╭─ Text section
Ethics are Key to Survival and Growth

By Anthony Smith-Meyer
30 September 2020

As the recession bites and business leaders get their bearings, it’s tempting to put values aside and seek short cuts to recovery. Writer and governance specialist Anthony Smith-Meyer recommends that ethics remain a driving force, not just for the good of society but also for economic survival and long-term growth.

My colleague, Professor Ludo Van der Heyden of INSEAD, the European Institute of Business Administration, once explained that while catastrophe is something that happens to us, it is humans who make a crisis of it. The very notion of a crisis implies that we are faced with conscious dilemmas and hard choices; it is the awareness that our actions have consequences that shape the nature of the crisis before us. An outbreak of Ebola virus, for example, is a catastrophe for the society and people it affects, but it is our efforts to contain it and tend to those who need help that require crisis management. The Covid-19 crisis is occurring at a number of levels – in healthcare, politics, democracy and the economy, across national, industrial and individual levels.

This new crisis has interjected itself into a trendline which has been evident for some time. Many of us have been talking about stakeholder capitalism and ethics for almost a decade. Ethics provide the foundation for a new economic world order where climate, wellbeing and society are as important as the bottom line.
╰─
╭─ Records provided
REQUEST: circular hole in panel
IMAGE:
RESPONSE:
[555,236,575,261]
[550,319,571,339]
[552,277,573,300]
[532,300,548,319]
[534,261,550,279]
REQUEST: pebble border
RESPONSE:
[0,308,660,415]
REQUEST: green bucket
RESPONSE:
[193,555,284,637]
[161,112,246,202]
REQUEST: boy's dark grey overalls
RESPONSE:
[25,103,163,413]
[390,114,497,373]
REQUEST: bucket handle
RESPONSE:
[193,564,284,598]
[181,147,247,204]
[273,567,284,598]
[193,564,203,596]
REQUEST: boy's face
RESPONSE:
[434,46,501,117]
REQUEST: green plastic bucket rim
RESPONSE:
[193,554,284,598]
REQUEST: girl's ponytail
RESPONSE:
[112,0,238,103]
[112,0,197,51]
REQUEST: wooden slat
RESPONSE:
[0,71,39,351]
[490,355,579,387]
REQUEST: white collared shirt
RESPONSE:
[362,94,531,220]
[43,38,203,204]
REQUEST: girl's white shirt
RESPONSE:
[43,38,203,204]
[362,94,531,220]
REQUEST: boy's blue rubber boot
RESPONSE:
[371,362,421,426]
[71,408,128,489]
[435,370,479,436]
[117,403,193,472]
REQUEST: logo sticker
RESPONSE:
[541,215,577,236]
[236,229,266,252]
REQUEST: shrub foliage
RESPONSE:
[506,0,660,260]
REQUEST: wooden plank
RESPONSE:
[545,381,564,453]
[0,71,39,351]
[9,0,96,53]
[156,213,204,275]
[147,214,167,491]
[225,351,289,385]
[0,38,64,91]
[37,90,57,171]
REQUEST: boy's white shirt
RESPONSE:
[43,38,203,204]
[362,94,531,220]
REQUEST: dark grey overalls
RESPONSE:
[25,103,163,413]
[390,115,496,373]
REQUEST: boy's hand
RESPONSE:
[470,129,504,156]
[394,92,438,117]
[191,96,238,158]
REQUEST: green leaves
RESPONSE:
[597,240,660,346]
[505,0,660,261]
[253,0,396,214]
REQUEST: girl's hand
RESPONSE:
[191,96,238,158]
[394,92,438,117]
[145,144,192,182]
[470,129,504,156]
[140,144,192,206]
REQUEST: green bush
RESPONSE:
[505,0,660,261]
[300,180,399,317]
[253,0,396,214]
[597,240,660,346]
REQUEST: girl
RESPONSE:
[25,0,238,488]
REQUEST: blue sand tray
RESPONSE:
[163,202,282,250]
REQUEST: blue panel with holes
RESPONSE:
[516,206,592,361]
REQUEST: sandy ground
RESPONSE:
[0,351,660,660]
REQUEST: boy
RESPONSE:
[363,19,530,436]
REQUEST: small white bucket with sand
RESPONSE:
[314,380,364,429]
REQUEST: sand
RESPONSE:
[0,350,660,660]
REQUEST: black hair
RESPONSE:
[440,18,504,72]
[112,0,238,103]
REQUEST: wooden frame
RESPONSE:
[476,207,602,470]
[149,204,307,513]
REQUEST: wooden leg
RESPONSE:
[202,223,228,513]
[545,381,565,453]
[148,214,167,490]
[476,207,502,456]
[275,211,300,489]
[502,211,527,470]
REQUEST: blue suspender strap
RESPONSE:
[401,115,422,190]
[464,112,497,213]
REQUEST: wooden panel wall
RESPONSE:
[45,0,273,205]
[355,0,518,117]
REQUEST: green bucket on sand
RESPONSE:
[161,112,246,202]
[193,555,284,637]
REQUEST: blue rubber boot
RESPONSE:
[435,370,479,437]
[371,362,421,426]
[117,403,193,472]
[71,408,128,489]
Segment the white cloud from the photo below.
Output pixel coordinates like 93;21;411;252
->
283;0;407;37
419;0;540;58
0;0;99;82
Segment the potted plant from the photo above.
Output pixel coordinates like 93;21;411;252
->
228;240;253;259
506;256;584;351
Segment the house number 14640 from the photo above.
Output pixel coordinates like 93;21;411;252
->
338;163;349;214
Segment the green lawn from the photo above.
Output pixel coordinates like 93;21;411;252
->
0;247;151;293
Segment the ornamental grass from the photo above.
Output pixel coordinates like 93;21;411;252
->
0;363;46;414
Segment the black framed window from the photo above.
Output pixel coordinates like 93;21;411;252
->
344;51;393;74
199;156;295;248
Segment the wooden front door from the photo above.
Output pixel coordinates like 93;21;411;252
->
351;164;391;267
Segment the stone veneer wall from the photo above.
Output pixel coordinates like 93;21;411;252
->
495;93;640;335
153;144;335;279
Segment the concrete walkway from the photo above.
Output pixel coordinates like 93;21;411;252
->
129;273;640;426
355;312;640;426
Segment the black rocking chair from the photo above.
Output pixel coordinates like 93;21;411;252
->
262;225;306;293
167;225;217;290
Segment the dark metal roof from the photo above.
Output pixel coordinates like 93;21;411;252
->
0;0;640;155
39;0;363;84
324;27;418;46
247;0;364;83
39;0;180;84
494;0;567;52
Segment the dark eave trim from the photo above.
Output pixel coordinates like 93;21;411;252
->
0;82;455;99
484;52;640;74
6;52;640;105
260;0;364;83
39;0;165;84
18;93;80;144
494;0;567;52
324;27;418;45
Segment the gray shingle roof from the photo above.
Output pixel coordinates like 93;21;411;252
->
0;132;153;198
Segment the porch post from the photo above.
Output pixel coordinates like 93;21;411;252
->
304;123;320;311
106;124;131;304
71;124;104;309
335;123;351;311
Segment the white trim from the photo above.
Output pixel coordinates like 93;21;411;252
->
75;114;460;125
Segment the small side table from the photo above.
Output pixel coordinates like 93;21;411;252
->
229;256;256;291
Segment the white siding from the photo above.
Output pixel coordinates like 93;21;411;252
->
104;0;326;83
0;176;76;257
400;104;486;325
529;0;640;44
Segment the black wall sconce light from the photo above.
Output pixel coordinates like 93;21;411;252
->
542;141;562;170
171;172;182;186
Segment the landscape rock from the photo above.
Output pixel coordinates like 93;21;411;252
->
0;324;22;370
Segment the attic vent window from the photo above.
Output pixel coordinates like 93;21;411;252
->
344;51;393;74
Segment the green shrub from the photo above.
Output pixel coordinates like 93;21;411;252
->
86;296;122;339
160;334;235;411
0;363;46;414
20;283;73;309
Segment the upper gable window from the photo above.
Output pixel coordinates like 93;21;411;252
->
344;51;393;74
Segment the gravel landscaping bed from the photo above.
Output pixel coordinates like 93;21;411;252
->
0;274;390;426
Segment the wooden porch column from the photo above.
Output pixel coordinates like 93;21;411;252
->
╰─
*Required work*:
1 - Repeat a passage of the ethics article word for word, beginning at the words "As the recession" and stopping after "and long-term growth.".
2 - Write the next part of the ethics article, picking up after its last sentence.
The records have no connection to the ethics article.

*Expected results*:
1 -
As the recession bites and business leaders get their bearings, it’s tempting to put values aside and seek short cuts to recovery. Writer and governance specialist Anthony Smith-Meyer recommends that ethics remain a driving force, not just for the good of society but also for economic survival and long-term growth.

2 -
Crises will always reveal the cracks, and the fallout from Covid-19 is going to really expose cracks in companies and, indirectly, any selfish behaviour being practised. However, turning to ethics in a crisis is not a quick fix. Ethics need to be something you’ve invested in before – a compass as the waters get stormy and checklists for difficult decisions.

It’s tempting to go back to crisis actions, tried and tested in previous storms, but no crisis situation is like any other. Not only is the world constantly changing but the needs of future consumers have changed exponentially. Leaders cannot simply revert to past behaviour, or they miss the writing on the wall.


Learn from the future

Those not paying attention to social trends are going to end up being seen as short-term con artists out to make a quick buck from a new kind of consumer. The emerging generation Z have been brought up in a world marked by financial crisis, austerity and now the pandemic, and their influence is spilling over to the millennials. As a recent McKinsey report found: “Coupled with technological advances, this generational shift is transforming the consumer landscape in a way that cuts across all socioeconomic brackets and extends beyond gen Z, permeating the whole demographic pyramid.”

Put simply, they don’t believe the hype. New generations are looking for transparency: “What’s the real impact you’re having on my society and on my world?” Generation Z don’t just want to buy a brand because it’s fashionable, they want to associate with the ideas and the values behind it – consumption anchored on ethics. Authenticity is everything to a new, idealistic breed of consumer that expects brands to stand for something.

Fortunately, some companies are beginning to understand that reputation will generate business in future. They’re the ones who are going to capture the imagination – and purchasing power – of young people going forward. The ones yet to grasp the message will go down with the ship. I’m convinced we will see a huge shift in the next five years, with certain companies falling by the wayside.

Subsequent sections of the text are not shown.